======== Text ========

Re: Proposal of tunable fix for scalability of 8.4

From: "Jignesh K(dot) Shah" <J(dot)K(dot)Shah(at)Sun(dot)COM>
To: Scott Carey <scott(at)richrelevance(dot)com>
Cc: Tom Lane <tgl(at)sss(dot)pgh(dot)pa(dot)us>, Kevin Grittner <Kevin(dot)Grittner(at)wicourts(dot)gov>, "pgsql-performance(at)postgresql(dot)org" <pgsql-performance(at)postgresql(dot)org>
Subject: Re: Proposal of tunable fix for scalability of 8.4
Date: 2009-03-12 18:37:32
Message-ID: 49B9566C.3010708@sun.com
Views: Raw Message | Whole Thread | Download mbox | Resend email
Thread:
Lists: pgsql-performance

On 03/12/09 13:48, Scott Carey wrote:
> On 3/11/09 7:47 PM, "Tom Lane" <tgl(at)sss(dot)pgh(dot)pa(dot)us> wrote:
>
> All I'm adding, is that it makes some sense to me based on my
> experience in CPU / RAM bound scalability tuning. It was expressed
> that the test itself didn't even make sense.
>
> I was wrong in my understanding of what the change did. If it wakes
> ALL waiters up there is an indeterminate amount of time a lock will wait.
> However, if instead of waking up all of them, if it only wakes up the
> shared readers and leaves all the exclusive ones at the front of the
> queue, there is no possibility of starvation since those exclusives
> will be at the front of the line after the wake-up batch.
>
> As for this being a use case that is important:
>
> * SSDs will drive the % of use cases that are not I/O bound up
> significantly over the next couple years. All postgres installations
> with less than about 100GB of data TODAY could avoid being I/O bound
> with current SSD technology, and those less than 2TB can do so as well
> but at high expense or with less proven technology like the ZFS L2ARC
> flash cache.
> * Intel will have a mainstream CPU that handles 12 threads (6 cores,
> 2 threads each) at the end of this year. Mainstream two CPU systems
> will have access to 24 threads and be common in 2010. Higher end 4CPU
> boxes will have access to 48 CPU threads. Hardware thread count is
> only going up. This is the future.
>

SSDs are precisely my motivation of doing RAM based tests with
PostgreSQL. While I am waiting for my SSDs to arrive, I started to
emulate SSDs by putting the whole database on RAM which in sense are
better than SSDs so if we can tune with RAM disks then SSDs will be covered.

What we have is a pool of 2000 users and we start making each user do
series of transactions on different rows and see how much the database
can handle linearly before some bottleneck (system or database) kicks in
and there can be no more linear increase in active users. Many times
there is drop after reaching some value of active users. If all 2000
users can scale linearly then another test with say 2500 can be executed
.. All to do is what's the limit we can go till typically there are no
system resources still remaining to be exploited.

======== Data provided ========

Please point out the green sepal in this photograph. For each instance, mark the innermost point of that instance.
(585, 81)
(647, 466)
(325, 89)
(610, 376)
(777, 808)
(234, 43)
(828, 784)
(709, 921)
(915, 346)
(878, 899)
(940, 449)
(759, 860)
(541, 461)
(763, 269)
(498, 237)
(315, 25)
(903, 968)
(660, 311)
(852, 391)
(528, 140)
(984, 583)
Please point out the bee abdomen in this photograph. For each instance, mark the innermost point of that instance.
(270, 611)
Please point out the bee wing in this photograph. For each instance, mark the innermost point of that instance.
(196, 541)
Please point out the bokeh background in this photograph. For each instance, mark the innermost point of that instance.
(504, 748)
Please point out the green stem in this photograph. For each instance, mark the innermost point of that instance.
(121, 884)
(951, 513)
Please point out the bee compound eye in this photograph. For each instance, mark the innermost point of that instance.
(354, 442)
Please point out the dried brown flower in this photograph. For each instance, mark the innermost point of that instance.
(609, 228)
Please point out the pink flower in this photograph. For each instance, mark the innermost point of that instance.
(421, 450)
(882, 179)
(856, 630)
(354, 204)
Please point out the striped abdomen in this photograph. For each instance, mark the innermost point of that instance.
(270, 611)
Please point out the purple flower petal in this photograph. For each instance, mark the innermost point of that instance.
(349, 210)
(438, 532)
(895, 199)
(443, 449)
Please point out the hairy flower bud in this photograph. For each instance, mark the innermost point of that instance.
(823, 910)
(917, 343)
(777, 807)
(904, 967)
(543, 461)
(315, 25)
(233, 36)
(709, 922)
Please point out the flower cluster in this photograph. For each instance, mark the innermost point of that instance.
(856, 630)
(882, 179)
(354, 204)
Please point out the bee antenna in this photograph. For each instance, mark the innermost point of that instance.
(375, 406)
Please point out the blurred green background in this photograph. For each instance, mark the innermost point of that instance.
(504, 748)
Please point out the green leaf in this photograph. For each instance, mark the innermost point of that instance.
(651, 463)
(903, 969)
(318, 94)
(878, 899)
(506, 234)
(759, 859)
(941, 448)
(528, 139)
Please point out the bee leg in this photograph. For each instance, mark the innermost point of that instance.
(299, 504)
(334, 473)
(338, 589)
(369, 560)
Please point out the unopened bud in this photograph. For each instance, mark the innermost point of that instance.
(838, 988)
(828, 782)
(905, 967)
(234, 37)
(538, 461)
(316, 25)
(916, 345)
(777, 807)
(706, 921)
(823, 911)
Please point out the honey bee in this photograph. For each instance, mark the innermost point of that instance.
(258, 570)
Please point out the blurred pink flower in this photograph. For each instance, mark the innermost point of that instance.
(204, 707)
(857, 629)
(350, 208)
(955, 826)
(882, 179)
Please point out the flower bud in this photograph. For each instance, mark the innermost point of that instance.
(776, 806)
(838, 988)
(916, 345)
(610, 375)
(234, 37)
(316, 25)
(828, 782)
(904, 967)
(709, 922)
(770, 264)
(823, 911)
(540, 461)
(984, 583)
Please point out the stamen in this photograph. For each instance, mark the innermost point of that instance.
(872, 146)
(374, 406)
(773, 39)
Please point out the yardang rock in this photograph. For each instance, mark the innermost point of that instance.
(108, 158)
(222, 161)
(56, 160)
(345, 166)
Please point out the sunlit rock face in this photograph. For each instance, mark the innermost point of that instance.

========

• **What the exercise asks**
Return the PostgreSQL scalability post verbatim from "SSDs are precisely" to "to be exploited.". Rely solely on the PostgreSQL scalability post; the records play no part.

• **Solution to this task**
SSDs are precisely my motivation of doing RAM based tests with
PostgreSQL. While I am waiting for my SSDs to arrive, I started to
emulate SSDs by putting the whole database on RAM which in sense are
better than SSDs so if we can tune with RAM disks then SSDs will be covered.

What we have is a pool of 2000 users and we start making each user do
series of transactions on different rows and see how much the database
can handle linearly before some bottleneck (system or database) kicks in
and there can be no more linear increase in active users. Many times
there is drop after reaching some value of active users. If all 2000
users can scale linearly then another test with say 2500 can be executed
.. All to do is what's the limit we can go till typically there are no
system resources still remaining to be exploited.